LISTED ENTRIES:
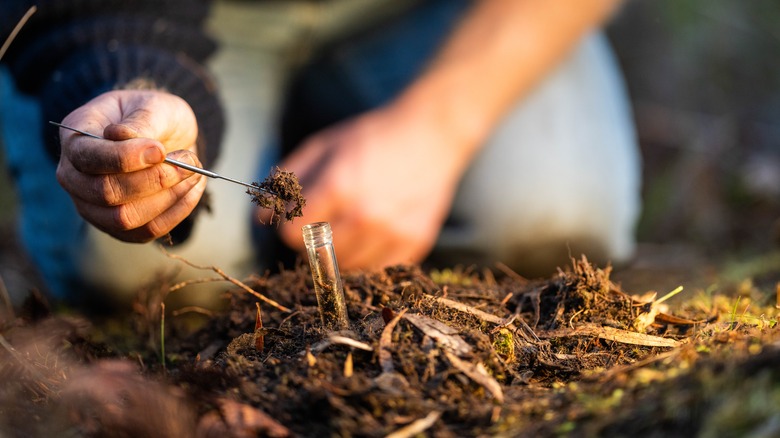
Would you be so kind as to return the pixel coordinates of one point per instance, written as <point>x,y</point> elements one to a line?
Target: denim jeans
<point>559,175</point>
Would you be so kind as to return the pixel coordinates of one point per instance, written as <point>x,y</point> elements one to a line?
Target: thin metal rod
<point>189,167</point>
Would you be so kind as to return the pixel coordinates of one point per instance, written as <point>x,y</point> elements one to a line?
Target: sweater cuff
<point>91,72</point>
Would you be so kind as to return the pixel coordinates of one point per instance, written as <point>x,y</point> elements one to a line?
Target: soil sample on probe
<point>280,192</point>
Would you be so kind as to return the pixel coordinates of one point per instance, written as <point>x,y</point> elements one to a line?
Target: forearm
<point>494,57</point>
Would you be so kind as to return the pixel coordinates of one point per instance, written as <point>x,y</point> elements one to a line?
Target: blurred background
<point>704,79</point>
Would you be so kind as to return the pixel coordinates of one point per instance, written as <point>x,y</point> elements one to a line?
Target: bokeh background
<point>704,79</point>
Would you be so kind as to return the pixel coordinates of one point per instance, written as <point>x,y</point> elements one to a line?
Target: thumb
<point>157,115</point>
<point>136,123</point>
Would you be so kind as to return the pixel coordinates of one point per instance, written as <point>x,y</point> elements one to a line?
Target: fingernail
<point>153,156</point>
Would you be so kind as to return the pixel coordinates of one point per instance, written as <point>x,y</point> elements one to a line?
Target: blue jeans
<point>559,176</point>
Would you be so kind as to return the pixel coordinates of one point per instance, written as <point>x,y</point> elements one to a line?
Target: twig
<point>6,302</point>
<point>162,333</point>
<point>385,339</point>
<point>16,355</point>
<point>417,427</point>
<point>477,373</point>
<point>185,283</point>
<point>222,274</point>
<point>612,334</point>
<point>16,30</point>
<point>465,308</point>
<point>192,309</point>
<point>510,272</point>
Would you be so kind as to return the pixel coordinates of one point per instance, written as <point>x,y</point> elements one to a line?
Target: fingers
<point>148,218</point>
<point>111,189</point>
<point>93,156</point>
<point>161,116</point>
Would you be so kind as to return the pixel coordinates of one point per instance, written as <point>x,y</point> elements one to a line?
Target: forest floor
<point>452,352</point>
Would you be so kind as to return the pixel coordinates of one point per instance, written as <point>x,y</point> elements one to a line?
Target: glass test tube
<point>325,273</point>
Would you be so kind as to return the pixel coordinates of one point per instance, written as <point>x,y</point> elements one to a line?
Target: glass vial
<point>325,273</point>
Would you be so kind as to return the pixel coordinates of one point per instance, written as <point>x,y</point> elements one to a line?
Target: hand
<point>384,181</point>
<point>121,185</point>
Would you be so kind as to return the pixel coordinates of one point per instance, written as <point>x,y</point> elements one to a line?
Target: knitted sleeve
<point>73,50</point>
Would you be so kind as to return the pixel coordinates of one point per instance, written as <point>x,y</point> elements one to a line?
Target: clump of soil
<point>280,192</point>
<point>455,353</point>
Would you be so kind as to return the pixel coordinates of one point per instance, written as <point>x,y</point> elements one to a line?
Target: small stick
<point>259,337</point>
<point>162,333</point>
<point>417,427</point>
<point>222,274</point>
<point>385,340</point>
<point>6,302</point>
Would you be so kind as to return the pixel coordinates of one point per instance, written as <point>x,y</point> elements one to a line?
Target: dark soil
<point>443,353</point>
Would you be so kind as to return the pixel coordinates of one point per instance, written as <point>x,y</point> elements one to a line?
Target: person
<point>442,131</point>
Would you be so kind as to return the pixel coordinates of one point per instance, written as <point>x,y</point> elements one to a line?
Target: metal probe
<point>189,167</point>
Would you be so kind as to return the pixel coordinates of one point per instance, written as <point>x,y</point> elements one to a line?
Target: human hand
<point>121,184</point>
<point>384,181</point>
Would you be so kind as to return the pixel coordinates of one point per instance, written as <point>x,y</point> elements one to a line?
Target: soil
<point>440,353</point>
<point>279,192</point>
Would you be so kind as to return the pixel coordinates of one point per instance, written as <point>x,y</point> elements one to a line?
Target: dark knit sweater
<point>73,50</point>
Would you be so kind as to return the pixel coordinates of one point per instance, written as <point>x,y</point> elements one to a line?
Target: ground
<point>459,352</point>
<point>445,353</point>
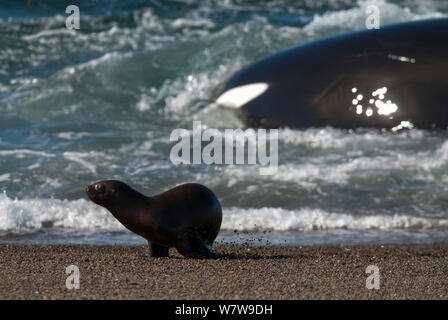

REQUIRED TASK: Which lines in the records contain the string "metal"? Copy each one in full, and treat uppercase and lowercase as different.

EXERCISE ANSWER:
Target: thin metal rod
Target: metal probe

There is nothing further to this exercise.